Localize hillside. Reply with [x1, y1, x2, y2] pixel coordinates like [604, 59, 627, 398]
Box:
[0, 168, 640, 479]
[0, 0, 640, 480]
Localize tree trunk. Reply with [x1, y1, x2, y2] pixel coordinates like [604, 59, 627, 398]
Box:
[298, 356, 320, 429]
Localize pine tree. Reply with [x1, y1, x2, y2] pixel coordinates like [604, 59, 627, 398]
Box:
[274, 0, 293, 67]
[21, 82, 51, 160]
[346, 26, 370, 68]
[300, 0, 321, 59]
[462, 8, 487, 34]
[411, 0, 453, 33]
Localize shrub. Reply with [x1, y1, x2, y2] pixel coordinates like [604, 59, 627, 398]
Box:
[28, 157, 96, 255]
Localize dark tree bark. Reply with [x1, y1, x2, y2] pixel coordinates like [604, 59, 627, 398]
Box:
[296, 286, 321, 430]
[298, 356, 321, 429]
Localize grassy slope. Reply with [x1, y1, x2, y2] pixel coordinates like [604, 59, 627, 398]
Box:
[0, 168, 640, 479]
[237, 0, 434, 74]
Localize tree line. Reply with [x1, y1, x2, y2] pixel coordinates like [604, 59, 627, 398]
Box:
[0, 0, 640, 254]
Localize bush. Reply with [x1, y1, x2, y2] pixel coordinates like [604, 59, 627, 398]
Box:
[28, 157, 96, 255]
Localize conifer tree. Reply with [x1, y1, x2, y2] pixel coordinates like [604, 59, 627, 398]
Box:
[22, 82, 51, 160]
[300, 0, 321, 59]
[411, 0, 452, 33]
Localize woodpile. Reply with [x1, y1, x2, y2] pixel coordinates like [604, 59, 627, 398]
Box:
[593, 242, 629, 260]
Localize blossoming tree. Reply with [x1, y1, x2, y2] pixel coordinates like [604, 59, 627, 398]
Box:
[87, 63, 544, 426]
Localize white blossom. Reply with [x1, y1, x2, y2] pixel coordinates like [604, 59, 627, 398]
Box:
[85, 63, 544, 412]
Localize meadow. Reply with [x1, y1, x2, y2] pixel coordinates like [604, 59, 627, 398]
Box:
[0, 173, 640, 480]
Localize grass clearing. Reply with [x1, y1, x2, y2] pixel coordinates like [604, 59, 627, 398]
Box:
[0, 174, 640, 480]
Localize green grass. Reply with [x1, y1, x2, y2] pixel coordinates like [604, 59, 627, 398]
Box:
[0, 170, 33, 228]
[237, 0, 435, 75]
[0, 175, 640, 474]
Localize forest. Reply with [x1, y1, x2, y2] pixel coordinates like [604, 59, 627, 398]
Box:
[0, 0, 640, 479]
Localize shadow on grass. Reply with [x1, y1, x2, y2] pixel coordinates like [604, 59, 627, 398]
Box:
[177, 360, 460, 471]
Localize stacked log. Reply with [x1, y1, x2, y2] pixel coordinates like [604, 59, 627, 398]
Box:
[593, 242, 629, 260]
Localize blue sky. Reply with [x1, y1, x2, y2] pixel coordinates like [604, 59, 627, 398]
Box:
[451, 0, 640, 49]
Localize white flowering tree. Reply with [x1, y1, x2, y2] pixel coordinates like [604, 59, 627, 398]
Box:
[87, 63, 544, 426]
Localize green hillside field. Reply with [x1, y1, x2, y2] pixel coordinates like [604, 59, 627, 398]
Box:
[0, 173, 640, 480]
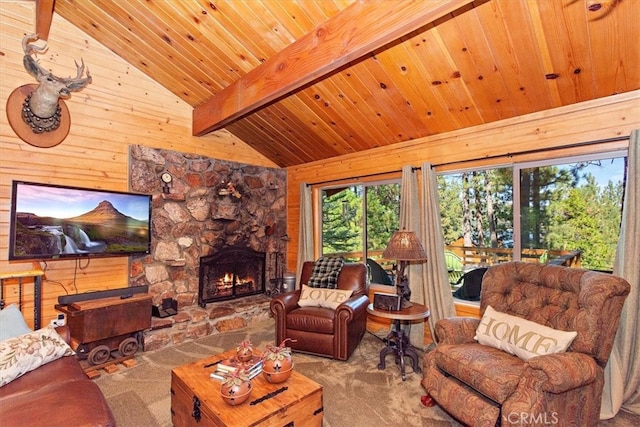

★ ★ ★ ★ ★

*WHAT IS BEING ASKED:* Locate every line in the entries above that contains the word "green" and copy each of those lines.

*WRITTEN SOLUTION:*
Localize green grass. Reply with [x1, y1, x2, y2] pixel coordinates like [604, 59, 627, 398]
Localize green hillside field. Reply with [x1, y1, x2, y2] pixel coordinates like [604, 59, 627, 398]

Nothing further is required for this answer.